31      S’agissant des trois premières conditions énoncées à l’article 1er, paragraphe 2, sous c), de l’annexe VII du statut, il n’est pas contesté par les parties que les deux dernières parmi celles‑ci, tenant respectivement à l’absence d’engagement des partenaires dans un autre partenariat non matrimonial et à l’absence de liens de parenté entre eux, soient remplies en l’espèce.

32      En outre, la première condition, sur laquelle porte en réalité la différence d’interprétation des parties (ci-après la « condition litigieuse »), énonce que le couple doit fournir un document officiel, reconnu comme tel par un État membre ou par toute autorité compétente d’un État membre, attestant leur statut de partenaires non matrimoniaux. Cette condition comporte trois branches :

–        la première branche concerne la production d’un document « officiel » relatif à l’état des personnes ;

–        la deuxième branche pose l’obligation que ledit document officiel soit « reconnu » comme tel par un État membre ;

–        enfin, par la troisième branche, il est exigé que ce document officiel, relatif à l’état des personnes, atteste du statut de « partenaires non matrimoniaux » des personnes concernées.

────────

- Problème court A
Transcrivez, dans l'extrait sur les conditions de l'annexe VII du statut, tout le passage qui va de « 31      S’agissant des trois » jusqu'à « remplies en l’espèce. ».

────────

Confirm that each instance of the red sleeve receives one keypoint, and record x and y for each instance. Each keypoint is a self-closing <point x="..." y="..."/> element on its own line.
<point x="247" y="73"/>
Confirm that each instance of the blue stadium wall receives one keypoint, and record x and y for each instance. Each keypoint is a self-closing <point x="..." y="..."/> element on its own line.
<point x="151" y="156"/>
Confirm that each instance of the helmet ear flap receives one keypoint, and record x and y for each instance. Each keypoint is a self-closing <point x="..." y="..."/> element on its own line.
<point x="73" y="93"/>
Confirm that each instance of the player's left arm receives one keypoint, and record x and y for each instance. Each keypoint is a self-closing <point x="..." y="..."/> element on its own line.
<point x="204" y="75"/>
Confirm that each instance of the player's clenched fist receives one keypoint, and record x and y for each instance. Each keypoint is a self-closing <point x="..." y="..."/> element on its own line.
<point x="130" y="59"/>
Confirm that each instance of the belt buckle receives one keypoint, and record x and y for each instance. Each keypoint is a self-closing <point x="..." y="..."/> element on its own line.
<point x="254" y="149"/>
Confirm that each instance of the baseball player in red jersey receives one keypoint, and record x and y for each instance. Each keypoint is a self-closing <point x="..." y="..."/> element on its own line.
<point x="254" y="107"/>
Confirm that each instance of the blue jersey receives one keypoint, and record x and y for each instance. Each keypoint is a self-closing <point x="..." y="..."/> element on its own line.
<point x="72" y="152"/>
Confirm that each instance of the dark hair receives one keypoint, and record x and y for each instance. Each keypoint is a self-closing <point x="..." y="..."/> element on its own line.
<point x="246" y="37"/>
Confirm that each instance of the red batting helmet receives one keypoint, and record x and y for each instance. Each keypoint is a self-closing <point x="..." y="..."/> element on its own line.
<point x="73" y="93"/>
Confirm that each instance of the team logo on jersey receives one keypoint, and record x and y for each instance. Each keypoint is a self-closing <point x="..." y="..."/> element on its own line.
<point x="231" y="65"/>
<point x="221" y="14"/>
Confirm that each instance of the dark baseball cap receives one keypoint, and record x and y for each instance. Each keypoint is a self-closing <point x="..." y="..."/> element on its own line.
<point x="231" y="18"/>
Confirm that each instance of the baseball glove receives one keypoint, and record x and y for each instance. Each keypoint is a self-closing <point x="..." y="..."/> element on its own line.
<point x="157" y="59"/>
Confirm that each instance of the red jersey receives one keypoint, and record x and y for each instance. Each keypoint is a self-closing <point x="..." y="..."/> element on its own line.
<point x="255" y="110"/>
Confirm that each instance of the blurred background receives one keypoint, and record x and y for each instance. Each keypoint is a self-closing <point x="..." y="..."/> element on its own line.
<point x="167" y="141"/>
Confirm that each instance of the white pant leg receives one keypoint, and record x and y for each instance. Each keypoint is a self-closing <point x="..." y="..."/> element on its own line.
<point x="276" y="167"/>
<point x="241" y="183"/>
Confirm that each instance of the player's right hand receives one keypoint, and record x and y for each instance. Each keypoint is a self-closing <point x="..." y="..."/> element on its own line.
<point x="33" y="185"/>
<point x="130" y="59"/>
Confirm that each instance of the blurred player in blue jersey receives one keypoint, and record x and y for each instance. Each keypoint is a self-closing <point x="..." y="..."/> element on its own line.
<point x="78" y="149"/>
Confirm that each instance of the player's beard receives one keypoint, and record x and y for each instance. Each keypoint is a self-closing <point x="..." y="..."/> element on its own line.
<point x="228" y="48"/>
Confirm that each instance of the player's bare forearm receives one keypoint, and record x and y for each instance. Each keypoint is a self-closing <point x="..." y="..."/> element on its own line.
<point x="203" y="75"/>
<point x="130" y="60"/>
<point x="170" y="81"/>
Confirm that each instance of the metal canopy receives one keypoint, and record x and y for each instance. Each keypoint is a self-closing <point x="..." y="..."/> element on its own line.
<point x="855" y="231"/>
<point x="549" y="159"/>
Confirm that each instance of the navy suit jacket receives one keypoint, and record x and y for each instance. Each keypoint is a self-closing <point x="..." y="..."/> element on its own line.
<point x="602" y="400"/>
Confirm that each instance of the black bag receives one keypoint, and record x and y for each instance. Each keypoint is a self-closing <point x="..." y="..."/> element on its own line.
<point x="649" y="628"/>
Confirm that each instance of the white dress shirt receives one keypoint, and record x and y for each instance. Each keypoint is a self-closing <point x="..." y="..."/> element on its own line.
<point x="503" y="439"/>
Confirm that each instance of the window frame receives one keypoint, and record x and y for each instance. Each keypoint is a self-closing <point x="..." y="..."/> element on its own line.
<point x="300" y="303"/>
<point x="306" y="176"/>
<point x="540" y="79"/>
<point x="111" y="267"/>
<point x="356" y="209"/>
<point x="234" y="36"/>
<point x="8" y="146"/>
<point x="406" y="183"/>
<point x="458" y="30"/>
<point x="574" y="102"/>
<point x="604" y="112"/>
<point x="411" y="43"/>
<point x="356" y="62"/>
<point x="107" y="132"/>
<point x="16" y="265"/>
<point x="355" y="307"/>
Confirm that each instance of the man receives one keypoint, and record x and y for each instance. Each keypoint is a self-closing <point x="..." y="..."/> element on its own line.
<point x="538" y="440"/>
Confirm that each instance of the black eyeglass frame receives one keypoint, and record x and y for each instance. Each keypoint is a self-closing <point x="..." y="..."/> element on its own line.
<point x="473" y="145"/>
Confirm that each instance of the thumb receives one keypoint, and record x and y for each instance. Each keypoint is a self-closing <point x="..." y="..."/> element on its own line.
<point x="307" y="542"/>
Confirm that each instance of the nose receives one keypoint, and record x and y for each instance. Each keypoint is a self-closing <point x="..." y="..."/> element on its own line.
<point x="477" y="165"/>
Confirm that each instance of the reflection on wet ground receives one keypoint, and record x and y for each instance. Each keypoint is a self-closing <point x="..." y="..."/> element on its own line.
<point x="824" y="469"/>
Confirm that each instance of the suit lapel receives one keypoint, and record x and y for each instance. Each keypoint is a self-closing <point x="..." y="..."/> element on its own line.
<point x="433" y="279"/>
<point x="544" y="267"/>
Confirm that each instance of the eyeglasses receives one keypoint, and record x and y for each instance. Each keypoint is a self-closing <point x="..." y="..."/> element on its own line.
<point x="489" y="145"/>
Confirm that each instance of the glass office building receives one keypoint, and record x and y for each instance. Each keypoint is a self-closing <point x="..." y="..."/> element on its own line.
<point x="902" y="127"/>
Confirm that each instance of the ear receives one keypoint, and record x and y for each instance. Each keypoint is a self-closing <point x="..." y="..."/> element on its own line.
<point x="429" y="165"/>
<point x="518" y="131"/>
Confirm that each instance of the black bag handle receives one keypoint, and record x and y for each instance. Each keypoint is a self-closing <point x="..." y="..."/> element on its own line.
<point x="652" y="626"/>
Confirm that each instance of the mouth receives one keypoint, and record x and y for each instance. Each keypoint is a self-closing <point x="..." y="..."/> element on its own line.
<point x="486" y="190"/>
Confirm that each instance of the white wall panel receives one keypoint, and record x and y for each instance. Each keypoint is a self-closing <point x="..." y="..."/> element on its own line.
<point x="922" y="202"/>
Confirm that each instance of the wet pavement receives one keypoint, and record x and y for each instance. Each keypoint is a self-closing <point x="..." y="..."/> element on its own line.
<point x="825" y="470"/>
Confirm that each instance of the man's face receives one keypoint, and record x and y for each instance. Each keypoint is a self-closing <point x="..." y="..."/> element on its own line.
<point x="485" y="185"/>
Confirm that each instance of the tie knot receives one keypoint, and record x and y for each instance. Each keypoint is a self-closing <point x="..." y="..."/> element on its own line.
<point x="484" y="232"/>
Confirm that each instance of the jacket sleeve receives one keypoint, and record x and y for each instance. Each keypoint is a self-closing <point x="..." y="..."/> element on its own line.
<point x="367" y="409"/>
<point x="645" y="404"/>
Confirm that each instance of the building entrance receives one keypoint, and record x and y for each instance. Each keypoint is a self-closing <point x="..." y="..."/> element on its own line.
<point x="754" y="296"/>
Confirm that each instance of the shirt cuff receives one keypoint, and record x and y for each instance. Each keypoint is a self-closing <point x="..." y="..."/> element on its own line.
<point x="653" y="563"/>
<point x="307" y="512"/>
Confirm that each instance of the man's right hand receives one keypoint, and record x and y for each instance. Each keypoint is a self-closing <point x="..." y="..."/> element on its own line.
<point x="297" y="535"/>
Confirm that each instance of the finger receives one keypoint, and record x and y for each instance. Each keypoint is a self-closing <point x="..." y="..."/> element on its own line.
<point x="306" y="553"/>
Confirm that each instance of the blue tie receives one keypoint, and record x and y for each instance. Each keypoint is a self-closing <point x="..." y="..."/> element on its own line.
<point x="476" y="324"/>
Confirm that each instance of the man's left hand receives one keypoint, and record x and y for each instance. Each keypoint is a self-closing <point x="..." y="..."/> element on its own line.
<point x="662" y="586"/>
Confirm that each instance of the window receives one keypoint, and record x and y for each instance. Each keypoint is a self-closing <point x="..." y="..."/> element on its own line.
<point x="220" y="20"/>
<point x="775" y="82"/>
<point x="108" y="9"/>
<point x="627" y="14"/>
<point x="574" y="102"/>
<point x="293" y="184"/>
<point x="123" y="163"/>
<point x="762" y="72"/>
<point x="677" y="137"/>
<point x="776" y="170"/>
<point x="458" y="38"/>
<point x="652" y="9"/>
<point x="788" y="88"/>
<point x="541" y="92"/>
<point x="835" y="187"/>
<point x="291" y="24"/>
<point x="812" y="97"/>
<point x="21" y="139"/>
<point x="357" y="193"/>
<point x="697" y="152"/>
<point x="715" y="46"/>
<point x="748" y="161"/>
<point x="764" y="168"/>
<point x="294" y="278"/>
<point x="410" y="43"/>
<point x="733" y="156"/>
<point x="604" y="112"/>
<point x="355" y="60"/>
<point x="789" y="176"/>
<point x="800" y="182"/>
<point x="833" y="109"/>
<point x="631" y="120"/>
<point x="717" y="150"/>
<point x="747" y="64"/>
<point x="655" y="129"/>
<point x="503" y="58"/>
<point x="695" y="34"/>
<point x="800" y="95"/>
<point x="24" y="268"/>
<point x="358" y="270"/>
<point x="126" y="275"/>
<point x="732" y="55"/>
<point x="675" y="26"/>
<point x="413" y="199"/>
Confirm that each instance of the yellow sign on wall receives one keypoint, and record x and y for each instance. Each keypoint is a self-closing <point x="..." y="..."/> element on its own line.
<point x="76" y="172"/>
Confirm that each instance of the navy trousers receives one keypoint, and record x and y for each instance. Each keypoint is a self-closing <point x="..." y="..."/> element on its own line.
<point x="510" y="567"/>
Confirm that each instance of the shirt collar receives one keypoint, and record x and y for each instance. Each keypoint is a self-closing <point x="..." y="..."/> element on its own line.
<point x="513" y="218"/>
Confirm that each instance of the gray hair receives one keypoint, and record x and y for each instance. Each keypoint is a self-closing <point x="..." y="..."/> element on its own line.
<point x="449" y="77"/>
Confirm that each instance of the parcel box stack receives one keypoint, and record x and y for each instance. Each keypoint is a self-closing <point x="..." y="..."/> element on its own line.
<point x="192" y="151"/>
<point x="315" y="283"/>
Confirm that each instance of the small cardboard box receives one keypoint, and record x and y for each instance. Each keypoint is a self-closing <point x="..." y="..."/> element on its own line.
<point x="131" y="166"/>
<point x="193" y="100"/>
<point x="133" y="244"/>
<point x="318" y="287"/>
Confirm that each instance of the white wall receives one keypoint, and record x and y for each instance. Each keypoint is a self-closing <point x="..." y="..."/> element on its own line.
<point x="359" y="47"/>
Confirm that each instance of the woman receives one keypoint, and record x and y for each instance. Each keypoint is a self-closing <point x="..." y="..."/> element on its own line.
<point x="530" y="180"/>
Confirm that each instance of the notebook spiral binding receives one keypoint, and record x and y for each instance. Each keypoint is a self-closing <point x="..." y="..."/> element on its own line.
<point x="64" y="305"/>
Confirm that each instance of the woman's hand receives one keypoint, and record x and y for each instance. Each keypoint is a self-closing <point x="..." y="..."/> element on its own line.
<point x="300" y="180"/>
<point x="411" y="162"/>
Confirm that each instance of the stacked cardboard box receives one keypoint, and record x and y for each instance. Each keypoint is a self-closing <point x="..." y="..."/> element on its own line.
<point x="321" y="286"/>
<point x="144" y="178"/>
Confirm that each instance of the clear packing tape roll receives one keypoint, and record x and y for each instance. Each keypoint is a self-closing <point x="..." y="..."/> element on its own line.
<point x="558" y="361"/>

────────

- Problème court B
Reportez telles quelles toutes les lignes des enregistrements qui contiennent la chaîne « cardboard ».

- Réponse finale A
31      S’agissant des trois premières conditions énoncées à l’article 1er, paragraphe 2, sous c), de l’annexe VII du statut, il n’est pas contesté par les parties que les deux dernières parmi celles‑ci, tenant respectivement à l’absence d’engagement des partenaires dans un autre partenariat non matrimonial et à l’absence de liens de parenté entre eux, soient remplies en l’espèce.

- Réponse finale B
Confirm that each instance of the small cardboard box receives one keypoint, and record x and y for each instance. Each keypoint is a self-closing <point x="..." y="..."/> element on its own line.
Confirm that each instance of the stacked cardboard box receives one keypoint, and record x and y for each instance. Each keypoint is a self-closing <point x="..." y="..."/> element on its own line.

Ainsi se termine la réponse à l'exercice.